**Given task**.
Quote every one of the records below verbatim, line for line and in the same order.

* begin *

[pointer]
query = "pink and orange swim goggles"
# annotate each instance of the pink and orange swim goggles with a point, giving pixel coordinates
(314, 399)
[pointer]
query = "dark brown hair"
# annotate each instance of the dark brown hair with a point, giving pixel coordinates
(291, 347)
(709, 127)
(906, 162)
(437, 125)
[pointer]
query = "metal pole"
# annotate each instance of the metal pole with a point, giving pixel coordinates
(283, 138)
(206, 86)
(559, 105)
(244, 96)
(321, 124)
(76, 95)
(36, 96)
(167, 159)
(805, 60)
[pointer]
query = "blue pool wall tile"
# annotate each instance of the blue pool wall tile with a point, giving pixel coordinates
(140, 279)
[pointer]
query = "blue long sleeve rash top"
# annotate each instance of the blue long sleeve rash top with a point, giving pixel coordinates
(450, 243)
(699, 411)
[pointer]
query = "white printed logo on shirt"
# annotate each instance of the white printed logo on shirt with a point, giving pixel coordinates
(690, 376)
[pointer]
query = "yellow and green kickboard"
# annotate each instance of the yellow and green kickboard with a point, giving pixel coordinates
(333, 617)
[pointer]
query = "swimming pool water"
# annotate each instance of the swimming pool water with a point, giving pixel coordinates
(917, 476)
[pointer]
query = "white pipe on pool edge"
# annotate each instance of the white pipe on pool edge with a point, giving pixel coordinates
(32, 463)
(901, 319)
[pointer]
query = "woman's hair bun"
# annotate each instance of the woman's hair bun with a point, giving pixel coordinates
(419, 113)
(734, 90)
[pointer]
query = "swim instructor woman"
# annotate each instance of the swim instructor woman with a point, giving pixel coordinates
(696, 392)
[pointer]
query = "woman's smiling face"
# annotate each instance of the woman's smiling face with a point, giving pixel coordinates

* end *

**Expected answer**.
[pointer]
query = "pink and orange swim goggles"
# annotate each instance of the pink and orange swim goggles with a point, giving pixel coordinates
(314, 399)
[pointer]
query = "dark brown hair"
# annotate each instance of the dark brown hair with a point, giving pixel coordinates
(291, 347)
(709, 127)
(906, 162)
(437, 125)
[pointer]
query = "metal pole"
# annotate each instance of the metal pole with a point, giving pixel coordinates
(283, 138)
(206, 86)
(559, 105)
(244, 96)
(321, 124)
(76, 95)
(36, 96)
(167, 159)
(805, 60)
[pointer]
query = "blue pool wall tile"
# annotate each instance of the blue pool wall tile with a point, giving pixel coordinates
(140, 279)
[pointer]
query = "blue long sleeve rash top"
# annotate each instance of the blue long sleeve rash top with a point, giving pixel coordinates
(450, 243)
(699, 411)
[pointer]
query = "white printed logo on shirt"
# annotate each instance of the white printed logo on shirt with a point, giving pixel coordinates
(690, 376)
[pointer]
query = "yellow and green kickboard"
# annotate each instance of the yellow and green kickboard with a point, giving pixel coordinates
(333, 617)
[pointer]
query = "swimming pool water"
# annotate each instance of the swimming pool water with a point, giving pixel coordinates
(917, 476)
[pointer]
query = "white pipe on pool edge"
# annotate each instance of the white pipe on pool edge with a point, giving pixel coordinates
(32, 463)
(901, 319)
[pointer]
query = "woman's hair bun"
# annotate each instance of the woman's hair bun with a point, giving pixel coordinates
(419, 113)
(734, 90)
[pointer]
query = "swim instructor woman"
# annotate each instance of the swim instructor woman with a point, giving pixel coordinates
(696, 392)
[pointer]
query = "woman's smiling face"
# annotate each instance of the woman's smiling face with a point, giving pixel coordinates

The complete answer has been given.